*** Opening of THE DATA ***

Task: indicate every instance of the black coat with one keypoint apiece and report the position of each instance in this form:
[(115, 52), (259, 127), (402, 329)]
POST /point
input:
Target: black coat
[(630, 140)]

*** Close of THE DATA ***
*** Opening of THE DATA ***

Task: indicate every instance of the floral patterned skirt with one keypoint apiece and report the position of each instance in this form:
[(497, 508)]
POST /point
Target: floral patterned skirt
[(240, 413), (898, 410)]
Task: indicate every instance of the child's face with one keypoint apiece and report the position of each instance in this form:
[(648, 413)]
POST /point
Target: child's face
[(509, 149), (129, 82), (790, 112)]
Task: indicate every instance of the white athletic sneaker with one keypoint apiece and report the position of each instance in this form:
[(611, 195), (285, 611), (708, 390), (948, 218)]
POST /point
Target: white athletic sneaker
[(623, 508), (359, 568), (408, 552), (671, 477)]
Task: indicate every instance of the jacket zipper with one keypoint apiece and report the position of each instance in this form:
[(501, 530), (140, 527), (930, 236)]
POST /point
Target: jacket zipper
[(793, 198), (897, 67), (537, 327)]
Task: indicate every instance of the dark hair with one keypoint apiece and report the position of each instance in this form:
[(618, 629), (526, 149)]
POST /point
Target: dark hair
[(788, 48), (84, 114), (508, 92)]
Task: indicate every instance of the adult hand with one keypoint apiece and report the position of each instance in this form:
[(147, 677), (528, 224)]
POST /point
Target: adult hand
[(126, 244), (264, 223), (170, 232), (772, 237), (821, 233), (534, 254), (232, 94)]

*** Close of THE DATA ***
*** Opening of THE DATA ***

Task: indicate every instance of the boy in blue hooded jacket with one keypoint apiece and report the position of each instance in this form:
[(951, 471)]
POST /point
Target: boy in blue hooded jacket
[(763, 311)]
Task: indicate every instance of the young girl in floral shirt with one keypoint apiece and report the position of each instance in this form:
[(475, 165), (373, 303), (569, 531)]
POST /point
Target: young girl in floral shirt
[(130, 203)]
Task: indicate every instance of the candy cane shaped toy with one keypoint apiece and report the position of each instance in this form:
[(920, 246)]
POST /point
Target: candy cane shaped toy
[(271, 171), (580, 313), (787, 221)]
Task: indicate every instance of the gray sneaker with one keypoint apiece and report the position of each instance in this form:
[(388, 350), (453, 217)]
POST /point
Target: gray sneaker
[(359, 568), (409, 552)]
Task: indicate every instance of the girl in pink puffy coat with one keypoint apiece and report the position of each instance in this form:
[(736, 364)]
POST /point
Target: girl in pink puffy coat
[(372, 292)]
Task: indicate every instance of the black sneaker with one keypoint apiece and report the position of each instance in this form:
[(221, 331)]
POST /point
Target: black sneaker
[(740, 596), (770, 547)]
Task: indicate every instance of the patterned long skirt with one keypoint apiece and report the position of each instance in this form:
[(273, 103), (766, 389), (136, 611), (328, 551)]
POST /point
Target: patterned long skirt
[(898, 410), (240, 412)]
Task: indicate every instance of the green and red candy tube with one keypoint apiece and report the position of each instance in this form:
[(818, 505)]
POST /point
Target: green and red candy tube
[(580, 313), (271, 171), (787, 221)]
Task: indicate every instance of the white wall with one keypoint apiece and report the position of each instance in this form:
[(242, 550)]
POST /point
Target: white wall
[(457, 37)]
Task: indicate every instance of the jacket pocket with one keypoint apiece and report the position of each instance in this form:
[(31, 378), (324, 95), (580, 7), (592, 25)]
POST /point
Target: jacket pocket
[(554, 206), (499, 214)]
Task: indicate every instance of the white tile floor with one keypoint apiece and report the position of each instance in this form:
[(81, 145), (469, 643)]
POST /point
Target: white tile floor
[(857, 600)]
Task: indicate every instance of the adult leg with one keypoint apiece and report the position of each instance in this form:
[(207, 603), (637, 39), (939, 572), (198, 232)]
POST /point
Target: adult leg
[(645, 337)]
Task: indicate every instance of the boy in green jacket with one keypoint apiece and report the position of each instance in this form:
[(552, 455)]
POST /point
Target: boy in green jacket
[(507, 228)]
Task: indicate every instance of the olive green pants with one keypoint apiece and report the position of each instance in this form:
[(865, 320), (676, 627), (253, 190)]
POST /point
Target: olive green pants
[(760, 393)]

*** Close of THE DATA ***

▶ **AIM OF THE TASK**: Within the listing above, extract exactly the lines from the line with "[(951, 471)]" to the line with "[(475, 165), (373, 303), (569, 531)]", the two named lines included, and no others.

▶ **EXERCISE SOLUTION**:
[(951, 471)]
POST /point
Target: boy in blue hooded jacket
[(763, 311)]
Task: indicate every instance of the young girl in floral shirt with one keypoint apiece and report the position of each instance in this form:
[(475, 165), (373, 303), (569, 531)]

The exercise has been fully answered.